> **Fragmento seleccionado**

::::

A lo lejos, al final de la extensa llanura de piedras y de toda civilización, está Merzouga, un pueblo nacido de la misma tierra, pues sus casas parecen haber surgido de la arena tomando formas cuadriculares donde poder (sobre)vivir. Justo detrás de ellas, una imponente duna de más de trescientos metros de altura nos da la bienvenida. La puerta de entrada al Sáhara se ha abierto de par en par para nosotros.
Con un tajine, una ensalada y mucha agua en el estómago, y después de habernos resucitado un poco en la piscina, nos ponemos en movimiento hacia las dunas. Ahí nos aguarda una aventura que, hasta hoy, parece haber sido algo irreal. Una experiencia, que a pesar de no haberla disfrutado en el mejor de los momentos, me llenó un poco por dentro.
Cuando uno piensa que ya no se puede esperar más de un montón de arena, de repente te encuentras cruzando el Sáhara en lo alto de un dromedario cual bereber, volviéndose loco el pelo a merced del viento, y bamboleándote según los movimientos del camélido. O tumbado en una duna mirando las estrellas, o durmiendo bajo ellas, o viendo el amanecer mientras todo se tiñe de un color dorado impresionante, o aparece un oasis con agua, palmeras, y unos genios haciendo sandboard. Así sorprende el desierto, ofreciéndote todas esas cosas a cambio de nada. Tal vez, tan sólo a cambio de admiración.

::::

> **Líneas extraídas**
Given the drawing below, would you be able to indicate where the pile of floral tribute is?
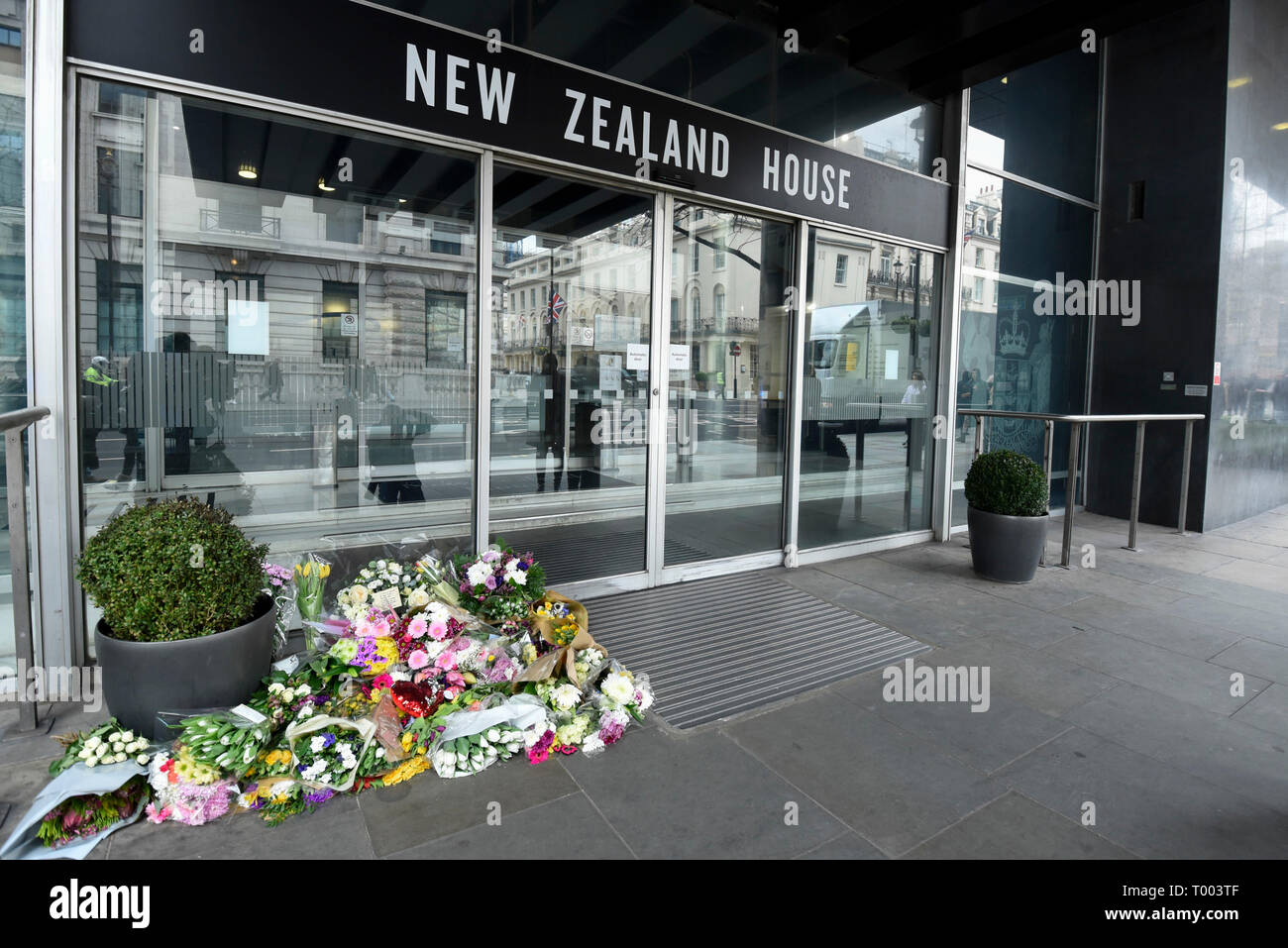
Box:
[22,546,653,840]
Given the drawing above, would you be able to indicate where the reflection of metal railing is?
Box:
[0,406,49,730]
[201,207,282,241]
[957,407,1207,570]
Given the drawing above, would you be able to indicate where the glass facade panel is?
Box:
[77,80,478,592]
[0,0,22,687]
[490,164,653,583]
[966,49,1100,201]
[662,201,795,566]
[953,168,1096,524]
[799,229,941,549]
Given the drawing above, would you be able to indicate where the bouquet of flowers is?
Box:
[179,708,274,777]
[335,559,432,622]
[36,777,149,848]
[237,777,335,825]
[295,553,331,622]
[49,717,149,776]
[286,716,376,790]
[265,561,296,655]
[595,662,653,721]
[145,750,237,825]
[452,546,546,621]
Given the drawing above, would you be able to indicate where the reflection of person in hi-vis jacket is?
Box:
[81,356,116,484]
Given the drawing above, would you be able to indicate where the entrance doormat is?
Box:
[587,574,930,730]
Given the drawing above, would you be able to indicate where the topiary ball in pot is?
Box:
[966,450,1047,582]
[77,497,273,738]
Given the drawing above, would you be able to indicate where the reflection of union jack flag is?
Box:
[546,292,568,322]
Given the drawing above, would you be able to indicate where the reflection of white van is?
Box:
[804,300,912,429]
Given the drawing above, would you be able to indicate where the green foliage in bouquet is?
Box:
[966,450,1047,516]
[452,542,546,622]
[36,777,149,848]
[76,497,268,642]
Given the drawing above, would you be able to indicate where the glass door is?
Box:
[662,201,795,568]
[489,164,654,587]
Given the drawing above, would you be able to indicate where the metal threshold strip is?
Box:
[589,574,930,730]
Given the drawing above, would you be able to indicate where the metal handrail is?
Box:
[957,407,1207,570]
[0,406,49,730]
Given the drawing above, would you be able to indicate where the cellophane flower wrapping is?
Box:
[286,715,376,790]
[146,751,240,825]
[432,694,549,778]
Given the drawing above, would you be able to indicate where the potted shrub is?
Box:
[966,450,1047,582]
[76,497,274,737]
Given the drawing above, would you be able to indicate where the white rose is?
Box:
[599,671,635,704]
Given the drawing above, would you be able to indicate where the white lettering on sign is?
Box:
[761,146,850,210]
[406,43,514,125]
[561,89,729,177]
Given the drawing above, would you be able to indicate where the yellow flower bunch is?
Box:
[551,622,581,645]
[380,748,429,787]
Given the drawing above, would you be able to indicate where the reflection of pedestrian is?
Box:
[533,352,567,493]
[81,356,116,484]
[259,360,282,402]
[957,369,975,441]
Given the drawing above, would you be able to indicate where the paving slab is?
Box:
[1052,630,1270,715]
[358,730,580,857]
[1065,684,1288,815]
[1057,595,1243,658]
[905,792,1137,859]
[389,792,635,859]
[559,715,850,859]
[725,695,1002,855]
[1212,639,1288,684]
[1231,685,1288,738]
[996,728,1288,859]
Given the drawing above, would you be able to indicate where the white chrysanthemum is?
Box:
[599,671,635,704]
[465,563,492,586]
[550,685,581,711]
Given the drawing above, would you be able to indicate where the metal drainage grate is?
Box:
[588,575,930,729]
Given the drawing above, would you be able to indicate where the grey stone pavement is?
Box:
[0,507,1288,859]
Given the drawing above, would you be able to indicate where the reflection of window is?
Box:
[95,261,143,356]
[98,82,147,119]
[98,149,143,218]
[322,280,360,362]
[425,290,465,369]
[429,224,464,257]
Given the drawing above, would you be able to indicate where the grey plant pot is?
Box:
[94,595,274,741]
[966,507,1048,582]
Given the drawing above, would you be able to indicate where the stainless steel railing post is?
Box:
[1176,421,1194,537]
[1060,421,1082,570]
[1124,421,1145,553]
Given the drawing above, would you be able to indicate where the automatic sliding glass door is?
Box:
[489,164,653,586]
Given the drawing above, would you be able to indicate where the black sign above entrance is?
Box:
[67,0,949,246]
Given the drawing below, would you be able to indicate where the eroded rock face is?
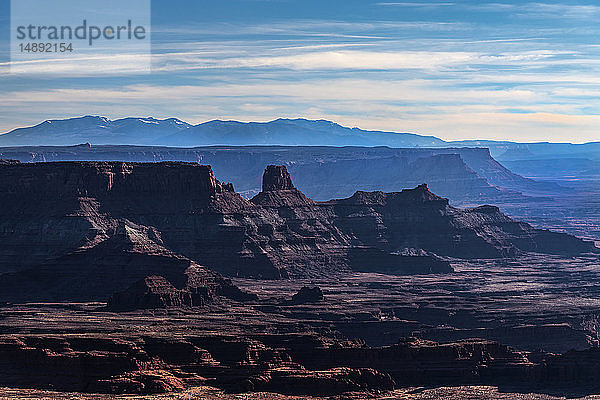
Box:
[0,162,597,301]
[262,165,295,192]
[107,264,256,311]
[292,286,325,304]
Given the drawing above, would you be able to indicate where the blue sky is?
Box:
[0,0,600,142]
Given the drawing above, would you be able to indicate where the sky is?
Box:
[0,0,600,143]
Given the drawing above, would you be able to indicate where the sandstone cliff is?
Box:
[0,162,597,300]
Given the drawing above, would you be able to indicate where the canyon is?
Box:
[0,160,600,399]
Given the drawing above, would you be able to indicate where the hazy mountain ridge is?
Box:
[0,116,445,147]
[0,115,600,161]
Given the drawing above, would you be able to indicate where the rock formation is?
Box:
[0,162,597,301]
[292,286,325,304]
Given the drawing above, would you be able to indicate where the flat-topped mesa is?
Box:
[0,161,232,198]
[251,165,315,208]
[262,165,296,192]
[322,183,448,207]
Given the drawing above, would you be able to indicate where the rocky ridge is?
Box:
[0,162,597,301]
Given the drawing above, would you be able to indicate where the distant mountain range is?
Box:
[0,115,600,161]
[0,116,445,147]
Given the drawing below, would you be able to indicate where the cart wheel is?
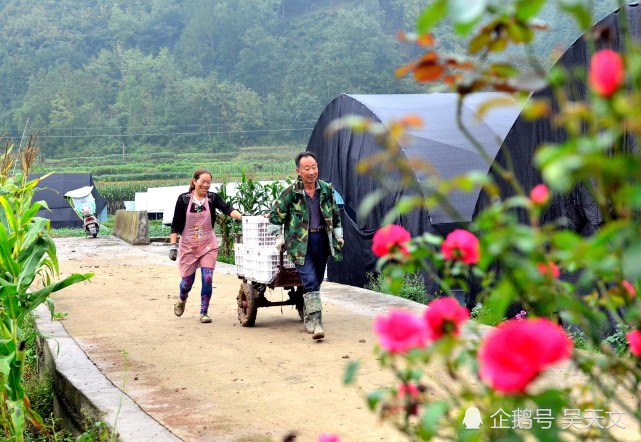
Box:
[236,282,258,327]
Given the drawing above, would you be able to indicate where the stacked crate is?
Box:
[234,216,294,284]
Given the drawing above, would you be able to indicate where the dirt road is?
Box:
[53,236,422,442]
[47,236,640,442]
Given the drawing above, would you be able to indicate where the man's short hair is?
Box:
[294,150,318,168]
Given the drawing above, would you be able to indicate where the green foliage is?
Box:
[365,273,430,304]
[0,147,93,441]
[603,324,631,356]
[342,0,641,441]
[215,171,285,257]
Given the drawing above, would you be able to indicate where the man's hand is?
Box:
[169,244,178,261]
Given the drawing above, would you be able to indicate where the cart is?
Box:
[236,252,303,327]
[234,216,303,327]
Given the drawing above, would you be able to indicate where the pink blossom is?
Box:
[316,433,341,442]
[588,49,625,97]
[424,298,470,341]
[374,310,428,353]
[477,318,572,394]
[530,184,550,206]
[372,224,412,257]
[536,261,561,278]
[625,330,641,357]
[441,229,480,264]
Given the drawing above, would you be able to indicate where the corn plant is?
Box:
[0,139,93,441]
[216,170,284,256]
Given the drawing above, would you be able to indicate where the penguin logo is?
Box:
[463,407,483,430]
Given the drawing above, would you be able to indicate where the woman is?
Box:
[169,169,242,324]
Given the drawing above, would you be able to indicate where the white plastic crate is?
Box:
[234,243,245,276]
[243,244,295,283]
[243,216,276,247]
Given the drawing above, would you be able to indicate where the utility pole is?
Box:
[13,117,29,173]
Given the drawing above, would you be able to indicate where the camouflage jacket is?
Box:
[269,178,343,265]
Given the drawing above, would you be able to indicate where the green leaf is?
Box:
[0,196,19,237]
[367,390,385,411]
[449,0,487,35]
[416,0,447,34]
[514,0,546,21]
[0,225,20,277]
[18,273,94,322]
[343,361,360,385]
[16,241,48,292]
[18,218,48,260]
[418,401,450,440]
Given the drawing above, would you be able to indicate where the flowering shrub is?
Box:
[478,318,572,394]
[372,224,411,258]
[342,0,641,441]
[588,49,625,97]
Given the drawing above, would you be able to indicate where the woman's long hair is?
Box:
[189,169,211,192]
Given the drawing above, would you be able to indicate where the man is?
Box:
[269,152,344,339]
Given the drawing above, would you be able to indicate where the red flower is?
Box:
[478,318,572,394]
[621,279,637,298]
[588,49,625,97]
[530,184,550,206]
[441,229,480,264]
[372,224,412,257]
[625,330,641,357]
[424,298,470,341]
[536,261,561,278]
[374,310,428,353]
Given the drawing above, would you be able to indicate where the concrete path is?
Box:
[38,236,438,442]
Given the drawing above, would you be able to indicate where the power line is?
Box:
[3,127,314,139]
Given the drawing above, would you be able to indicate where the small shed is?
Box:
[307,92,520,287]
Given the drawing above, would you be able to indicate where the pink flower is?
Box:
[374,310,428,353]
[625,330,641,357]
[424,298,470,341]
[478,318,572,394]
[536,261,561,278]
[621,279,637,298]
[530,184,550,206]
[372,224,412,257]
[588,49,625,97]
[441,229,480,264]
[317,433,341,442]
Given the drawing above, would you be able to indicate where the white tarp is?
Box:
[134,181,286,225]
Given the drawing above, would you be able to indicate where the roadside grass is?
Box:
[22,314,113,442]
[365,273,438,304]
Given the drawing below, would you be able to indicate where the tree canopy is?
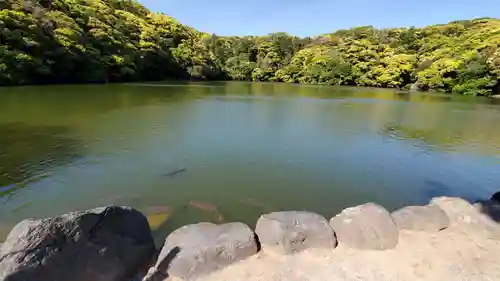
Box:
[0,0,500,95]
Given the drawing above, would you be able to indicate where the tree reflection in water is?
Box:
[0,123,81,197]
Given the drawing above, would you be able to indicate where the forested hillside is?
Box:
[0,0,500,95]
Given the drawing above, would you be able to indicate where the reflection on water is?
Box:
[0,123,79,197]
[0,82,500,238]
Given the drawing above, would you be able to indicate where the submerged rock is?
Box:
[431,197,500,240]
[255,211,337,254]
[330,203,399,250]
[0,207,155,281]
[491,191,500,203]
[143,222,258,281]
[391,202,450,232]
[474,200,500,223]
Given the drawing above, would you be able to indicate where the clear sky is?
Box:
[139,0,500,36]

::::

> **Ejercicios propuestos**
• 1. Enumere todo lo que, según el relato del viaje al Sáhara, comen y beben los viajeros antes de ponerse en movimiento hacia las dunas.
• 2. Escriba una continuación del relato del viaje al Sáhara que arranque después de su última oración.

> **Respuestas en orden**
• 1. Un tajine, una ensalada y mucha agua.

• 2.
Me hace acordar que nunca nada es lo que parece. El desierto es inmenso, y no se puede quedar uno con lo primero que ve. Lo oculto siempre está por descubrirse, y puede sorprendernos gratamente, mientras que lo patente no tiene más misterio ni dedicación. Quién sabe la cantidad de tesoros de cientos de miles de años que habrá ocultos ahí debajo. Quién sabe...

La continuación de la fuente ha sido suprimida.